-- start of AVAILABLE RECORDS --

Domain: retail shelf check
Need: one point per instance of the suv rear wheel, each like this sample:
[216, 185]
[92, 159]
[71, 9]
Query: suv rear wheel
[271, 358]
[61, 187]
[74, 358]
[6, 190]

-- end of AVAILABLE RECORDS --

_WHAT IS EXPECTED_:
Rewrite every line of the listing above as a JSON list of strings, one string per line, leaving out any blank lines.

_ANSWER FOR THE TASK_:
[
  "Domain: retail shelf check",
  "Need: one point per instance of the suv rear wheel, each like this sample:",
  "[216, 185]",
  "[92, 159]",
  "[71, 9]",
  "Query: suv rear wheel",
  "[271, 358]",
  "[61, 187]",
  "[74, 358]",
  "[6, 190]"
]